* Data provided:
BEGIN
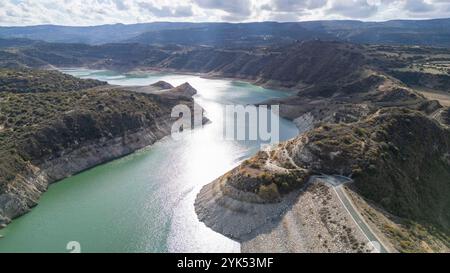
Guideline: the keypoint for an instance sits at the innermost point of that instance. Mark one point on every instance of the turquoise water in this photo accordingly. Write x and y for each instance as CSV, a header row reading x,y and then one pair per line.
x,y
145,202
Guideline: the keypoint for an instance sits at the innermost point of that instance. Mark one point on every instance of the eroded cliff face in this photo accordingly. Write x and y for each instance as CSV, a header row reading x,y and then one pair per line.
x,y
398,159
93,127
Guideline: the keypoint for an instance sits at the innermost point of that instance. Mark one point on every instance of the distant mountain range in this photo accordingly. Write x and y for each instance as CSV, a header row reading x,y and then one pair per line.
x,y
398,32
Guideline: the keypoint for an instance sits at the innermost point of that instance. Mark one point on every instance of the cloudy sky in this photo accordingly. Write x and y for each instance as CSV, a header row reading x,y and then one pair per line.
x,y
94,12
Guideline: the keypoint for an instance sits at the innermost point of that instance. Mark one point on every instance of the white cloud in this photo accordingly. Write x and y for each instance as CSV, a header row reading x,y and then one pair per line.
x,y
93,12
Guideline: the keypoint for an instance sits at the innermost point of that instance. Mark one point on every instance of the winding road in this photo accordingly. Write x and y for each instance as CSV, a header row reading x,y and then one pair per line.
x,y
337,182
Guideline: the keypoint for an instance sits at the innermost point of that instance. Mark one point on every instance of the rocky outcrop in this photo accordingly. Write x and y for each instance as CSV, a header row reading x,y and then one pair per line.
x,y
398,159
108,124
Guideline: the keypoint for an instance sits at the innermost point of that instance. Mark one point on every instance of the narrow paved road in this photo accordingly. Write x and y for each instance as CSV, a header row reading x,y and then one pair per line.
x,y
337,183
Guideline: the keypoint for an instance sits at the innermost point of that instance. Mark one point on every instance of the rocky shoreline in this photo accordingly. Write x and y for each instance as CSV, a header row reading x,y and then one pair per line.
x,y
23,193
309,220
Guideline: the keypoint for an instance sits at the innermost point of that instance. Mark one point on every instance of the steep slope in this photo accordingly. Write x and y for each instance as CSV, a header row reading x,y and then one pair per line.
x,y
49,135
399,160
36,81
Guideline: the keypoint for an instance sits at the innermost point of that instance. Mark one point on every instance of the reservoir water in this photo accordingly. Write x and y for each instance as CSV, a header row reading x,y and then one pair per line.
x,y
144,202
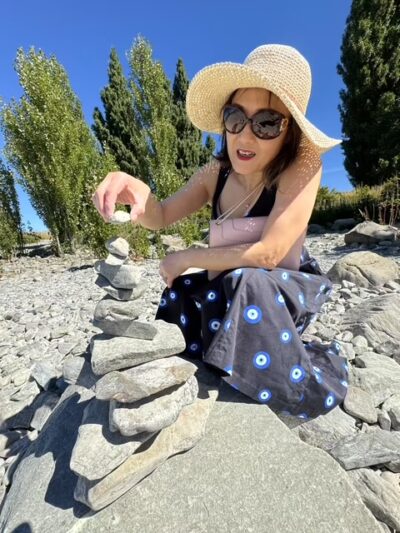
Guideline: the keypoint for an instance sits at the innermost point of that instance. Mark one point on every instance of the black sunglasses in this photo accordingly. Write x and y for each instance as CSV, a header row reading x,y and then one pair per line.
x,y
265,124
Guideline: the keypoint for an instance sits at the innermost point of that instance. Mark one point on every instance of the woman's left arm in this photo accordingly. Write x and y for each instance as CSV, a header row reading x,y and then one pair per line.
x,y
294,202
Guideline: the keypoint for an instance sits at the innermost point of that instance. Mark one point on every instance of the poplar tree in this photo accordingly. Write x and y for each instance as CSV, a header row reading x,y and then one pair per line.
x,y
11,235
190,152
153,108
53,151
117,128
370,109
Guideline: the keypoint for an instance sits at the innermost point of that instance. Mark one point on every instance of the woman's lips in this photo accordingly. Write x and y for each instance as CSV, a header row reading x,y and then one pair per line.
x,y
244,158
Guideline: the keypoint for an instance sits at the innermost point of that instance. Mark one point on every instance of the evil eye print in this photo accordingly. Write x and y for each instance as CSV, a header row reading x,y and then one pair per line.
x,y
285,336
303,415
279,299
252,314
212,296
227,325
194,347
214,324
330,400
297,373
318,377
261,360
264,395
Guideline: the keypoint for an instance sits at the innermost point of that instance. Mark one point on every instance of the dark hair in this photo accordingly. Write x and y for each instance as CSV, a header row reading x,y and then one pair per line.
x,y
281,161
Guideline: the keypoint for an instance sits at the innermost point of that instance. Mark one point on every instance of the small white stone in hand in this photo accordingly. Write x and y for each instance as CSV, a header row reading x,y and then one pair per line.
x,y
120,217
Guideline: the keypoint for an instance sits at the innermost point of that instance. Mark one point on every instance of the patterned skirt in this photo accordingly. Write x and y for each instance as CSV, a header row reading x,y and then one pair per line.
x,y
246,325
END
* Task to carry out: Transcribe the whole listing exactly. Pictures stay out of your copy.

* Response for this exercise:
Guideline: the keypoint for an instance sits at the innermost point of that instance. Mark one point on every instance of the turquoise water in this photo accordingly. Write x and y for each instance as CSV, a header row reading x,y and then one pair per line.
x,y
145,202
Guideline: the keypoint for an instance sits at the innermost point of that instance. Mark one point on every instance of the eroded cliff face in this photo accordingly. Write x and y for each instance as CSV, a header row reading x,y and then one pair per line.
x,y
398,159
93,127
Guideline: the keypoint for an instance sits at the innermost point of that instance. Mark one point on every instance of the distant mountain range in this photo accordingly. Write x and y for each instance as CSV, a header row reading x,y and then one pair per line.
x,y
398,32
Guideline: the keypoint for an instance sits at the innermost point of that instance. Mark one point on every instance of the cloudy sky in this photo accordingly. Write x and y for each instance as CSV, a header row reading x,y and then one pair per line.
x,y
94,12
Guideline: the keypoint for an instance sits at the innermost point of that instance. Mark one point on every instance of the white cloud in this photo accordingly. Write x and y for each instance as CSV, a header row reading x,y and then one pair per line.
x,y
93,12
Guideline: the keypoint for an instance sits at the innermost point of that instance. Mark one point on every instance of the winding road in this photo accordingly. Write x and y for each instance as CSV, a header row reading x,y and then one pair per line.
x,y
337,182
Guideline: the keypoint for an instance sits at the innermost point of that instance. Mark one point on every instance of the rocky outcrop in this photo accordingly. Write x and y for each instance as CSV, a header row reading x,y and then one pair per line.
x,y
398,159
108,124
Guideline: the keypoint for an instance sits at the innermost point of that instance. Mark one point on every instance of the narrow paved road in this photo accordingly. Write x and y for each instance as CSV, a header row reading x,y and then one pair per line.
x,y
337,183
Guideline: the keypoint for an instance sits at the innermost point of that instance. Mark one point on every instance of the rocky shoreline in this photo accordingly. Write x and y for each instance as CSV, a header row reading x,y and then one pair per line.
x,y
23,193
309,220
Guideline: the keypoint for an instance sits at the innermost point of that instance. Mark one point on every instance of the steep slope in this photo accordingly. Write x and y for each instance as CSV, a header row reading x,y and then one pair per line.
x,y
49,135
399,160
36,81
Guideline: the keypoint for an instance sits at the innermost point of that instance. Mark one point on every instance of the reservoir water in this photo accordingly. Write x and y for each instance as CSV, a header row reading x,y and then one pair per line.
x,y
144,202
Guideline: the keypoint for an instance sits at the innermost point of that instance. Mark one point on every instance of the black sunglasses in this photo accordingly. Write x and y for each instance as CSV, a header row reading x,y and then one pair per line.
x,y
265,124
Guideline: the keypoint for an instance sits at the innermost point of that instance. Mark one point on every instance of the woman's left arm in this photo accordingly. Write x and y for each instance as CSV, a header row reading x,y and then one pair per line.
x,y
294,202
Guideline: the keypoint for an instance sits at the innermost point of that instance. Mark one point on every instance of the poplar tree in this photo accordingly. Write x and y for each instance as CSV, a header row reading x,y and then one pair per line.
x,y
11,235
190,152
153,108
53,151
117,128
370,109
Guideline: the keypoint for an instance sits at the innermost point of that instance. Mark one point on every instance of the woman's lips in this photo accordingly. Write x and y for each instance as CSV, a header row reading x,y and then one pair per line.
x,y
244,158
Guideline: the keypoint for an instance sits at the innermost point of that instance. Mark one point on every instance of the evil eye print in this photo accordingly. Write x and y for each instance as CSV, a header row reading x,y and then one pair per line.
x,y
285,336
303,415
279,299
252,314
212,296
227,325
194,347
214,324
330,400
297,373
318,377
261,360
264,395
Guideline: the keypoint for an instance sits at the innermost point of that instance. Mark one point on every instance of the dark hair in this photo accordingly. Write x and y for each instance as CSV, a header row reading x,y and then one pair per line.
x,y
281,161
Guideline: the keypoint for an instance sits at the innermost point of that instance. Mark one point on every instance of the small white stone in hand in this photo accordingly. Write x and y for each instance as CSV, a header row reading x,y and then one pair per line.
x,y
120,217
Guideline: the keypoint for an instance sits at the innermost point of that instance. Mark one point on every instance of the patterned skirt in this photo accordingly. Write x and y for each instance as CSV, a header row reading x,y and then one pair per line.
x,y
246,325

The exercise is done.